-- Written task --
Copy all records verbatim.

-- Record excerpts --
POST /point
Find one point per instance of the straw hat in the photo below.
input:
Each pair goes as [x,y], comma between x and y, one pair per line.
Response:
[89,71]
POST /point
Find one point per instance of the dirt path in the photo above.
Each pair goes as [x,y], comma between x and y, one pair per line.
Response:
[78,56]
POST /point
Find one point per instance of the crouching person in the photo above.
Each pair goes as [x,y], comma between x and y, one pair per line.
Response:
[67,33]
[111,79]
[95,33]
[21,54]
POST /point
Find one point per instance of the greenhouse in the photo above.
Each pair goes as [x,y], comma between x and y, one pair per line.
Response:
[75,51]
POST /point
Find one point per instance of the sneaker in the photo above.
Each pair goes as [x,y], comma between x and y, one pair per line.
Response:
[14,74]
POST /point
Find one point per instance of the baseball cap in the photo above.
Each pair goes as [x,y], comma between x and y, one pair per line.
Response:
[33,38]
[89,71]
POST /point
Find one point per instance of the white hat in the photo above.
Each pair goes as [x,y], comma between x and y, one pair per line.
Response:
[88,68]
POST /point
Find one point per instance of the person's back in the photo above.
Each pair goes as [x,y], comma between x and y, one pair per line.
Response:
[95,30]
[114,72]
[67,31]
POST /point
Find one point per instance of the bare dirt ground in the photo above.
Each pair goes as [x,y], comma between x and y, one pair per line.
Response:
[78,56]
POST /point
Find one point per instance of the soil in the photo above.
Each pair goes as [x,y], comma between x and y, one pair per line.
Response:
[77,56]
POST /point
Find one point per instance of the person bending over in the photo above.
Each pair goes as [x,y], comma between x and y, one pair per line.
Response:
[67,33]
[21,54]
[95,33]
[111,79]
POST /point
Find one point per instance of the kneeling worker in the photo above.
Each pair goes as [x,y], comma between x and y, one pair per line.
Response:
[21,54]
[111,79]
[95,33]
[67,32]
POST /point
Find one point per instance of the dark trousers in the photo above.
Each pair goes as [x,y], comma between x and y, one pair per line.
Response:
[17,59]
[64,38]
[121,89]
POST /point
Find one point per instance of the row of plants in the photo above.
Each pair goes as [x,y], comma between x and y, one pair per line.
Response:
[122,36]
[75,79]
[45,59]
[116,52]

-- Finished task --
POST /point
Find one point per instance of the straw hat in the photo below.
input:
Each pair goes as [x,y], comma between x and y, one pair per line.
Response:
[89,71]
POST /point
Find one point per instance of the dirt path in the photo above.
Each pair goes as [x,y], comma between x and y, one pair per line.
Response:
[78,56]
POST /point
Find one point per instance of the crouching person in the photo above.
Each pair goes as [x,y], comma between x and y, one pair per line.
Response:
[67,33]
[111,79]
[95,33]
[21,54]
POST /point
Find one point per instance of the greenhouse in the photo above.
Each pair goes as [x,y], comma between x and y, one pair per line.
Response:
[75,51]
POST /point
Find one point per instance of the sneaker in the photo above.
Each pair goes as [x,y], comma between x and y, one pair per line.
Response:
[14,74]
POST /point
Find one point per instance of the baseball cap in the photo above.
Each pair goes as [x,y], comma between x and y, one pair per line.
Response:
[33,38]
[89,71]
POST /point
Find one point per instance of the white hat in the photo above.
Each pair goes as [x,y], comma between x and y, one pair per line.
Response:
[88,68]
POST /point
Find one point per instance of the person's back in the photo above.
Each pair goes as [x,y], comma between x and y, one pair per line.
Response:
[95,30]
[114,72]
[67,31]
POST /point
Find one point per instance of the bare dirt ground in the photo above.
Each pair goes as [x,y], comma between x and y, one pair per line.
Response:
[78,56]
POST /point
Find one point per instance of the soil in the photo above.
Each pair goes as [x,y], comma between x and y, one pair per line.
Response:
[77,56]
POST /point
Find one point per instance of the person bending over in the photo above.
Each pair goes as [x,y], comma between x and y, one pair per line.
Response:
[67,33]
[21,54]
[95,33]
[111,79]
POST /point
Find one point per instance of the kneeling worker in the photo above.
Each pair goes as [x,y], comma between x and y, one pair per line.
Response:
[21,54]
[111,79]
[95,33]
[67,32]
POST /point
Find one point per instance of the dark trousers in the photo above.
Each pair goes as [x,y], comma between x and y, one pair per line.
Response:
[17,59]
[64,38]
[121,89]
POST /point
Find one point per instance of the row of plants in the photo above.
Each pair goes as [x,y], comma between x and y, one pair per line.
Response:
[122,36]
[75,79]
[45,59]
[116,52]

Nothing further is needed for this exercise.